◆ Information provided ◆
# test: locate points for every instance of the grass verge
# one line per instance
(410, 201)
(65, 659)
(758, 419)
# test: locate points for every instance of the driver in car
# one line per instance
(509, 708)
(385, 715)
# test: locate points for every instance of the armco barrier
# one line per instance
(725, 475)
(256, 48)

◆ Exercise objective ◆
Copy all of the material above line for line, with no changes.

◆ Exercise result ◆
# test: locate points for every instance of the grass verge
# one line per instance
(410, 201)
(65, 659)
(758, 419)
# test: locate points for every instance of the driver in car
# one line per instance
(509, 708)
(385, 715)
# test: locate points for every instance of the armco barrier
# one line per instance
(725, 475)
(256, 48)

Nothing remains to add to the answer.